* [GIVEN INSTRUCTION]: Each line from the one that contains "Objective: a point on each instance of the blurred" to the end of the material must be quoted exactly; include both end lines and nothing else.

Stored records:
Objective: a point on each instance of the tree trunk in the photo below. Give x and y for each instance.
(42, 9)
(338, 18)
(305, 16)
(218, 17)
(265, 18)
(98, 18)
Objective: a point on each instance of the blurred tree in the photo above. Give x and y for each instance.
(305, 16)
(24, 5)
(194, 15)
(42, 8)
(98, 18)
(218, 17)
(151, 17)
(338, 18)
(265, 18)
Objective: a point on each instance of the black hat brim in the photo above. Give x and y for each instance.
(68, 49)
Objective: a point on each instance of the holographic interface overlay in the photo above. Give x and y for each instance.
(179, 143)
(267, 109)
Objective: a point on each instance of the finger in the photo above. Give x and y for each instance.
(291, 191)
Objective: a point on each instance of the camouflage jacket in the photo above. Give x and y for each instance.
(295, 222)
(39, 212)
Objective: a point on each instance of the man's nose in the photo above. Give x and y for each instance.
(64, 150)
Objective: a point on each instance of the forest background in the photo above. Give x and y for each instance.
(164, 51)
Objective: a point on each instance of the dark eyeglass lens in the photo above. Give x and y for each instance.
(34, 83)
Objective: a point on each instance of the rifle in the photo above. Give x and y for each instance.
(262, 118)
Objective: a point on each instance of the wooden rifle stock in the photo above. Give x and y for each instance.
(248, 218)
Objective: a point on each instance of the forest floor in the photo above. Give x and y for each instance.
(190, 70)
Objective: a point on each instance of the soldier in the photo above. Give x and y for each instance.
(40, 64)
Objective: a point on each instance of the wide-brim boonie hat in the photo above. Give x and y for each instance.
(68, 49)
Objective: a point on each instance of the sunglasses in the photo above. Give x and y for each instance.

* [THE SOLUTION]:
Objective: a point on each instance of the blurred tree in the photo above. Give x and y for each instance.
(305, 16)
(24, 5)
(194, 15)
(42, 8)
(98, 18)
(218, 17)
(151, 17)
(338, 18)
(265, 18)
Objective: a point on each instance of the black hat brim in the photo above. Give x and y for each instance.
(68, 49)
Objective: a point on each instance of the holographic interface overlay in the photo above. Give x and y for each instance.
(179, 143)
(267, 109)
Objective: a point on each instance of the finger in the photo above. Give x and y for each instance.
(291, 191)
Objective: a point on each instance of the camouflage jacket in the photo above. Give x and y for each instance.
(295, 222)
(39, 212)
Objective: a point on each instance of the man's nose in the photo above. Give x and y for each instance.
(64, 150)
Objective: a point on each instance of the forest background in the photo above. Give x and y for each instance.
(164, 51)
Objective: a point on each instance of the dark eyeglass lens in the photo above. Give x and y for each instance.
(34, 83)
Objective: a point on each instance of the rifle in the photo above. Give x and y for each instance.
(262, 118)
Objective: a point on each instance of the wooden rifle stock in the photo above. Give x and y for each instance.
(248, 218)
Objective: a point on each instance of the forest floor in the photo above. Give x and y for each instance.
(190, 70)
Objective: a point on each instance of the soldier in the photo above. Give x and y for each instance.
(40, 64)
Objective: a point on each instance of the wide-brim boonie hat in the photo above. Give x and y for each instance.
(68, 49)
Objective: a point on each instance of the sunglasses in the photo above. Give x and y for each instance.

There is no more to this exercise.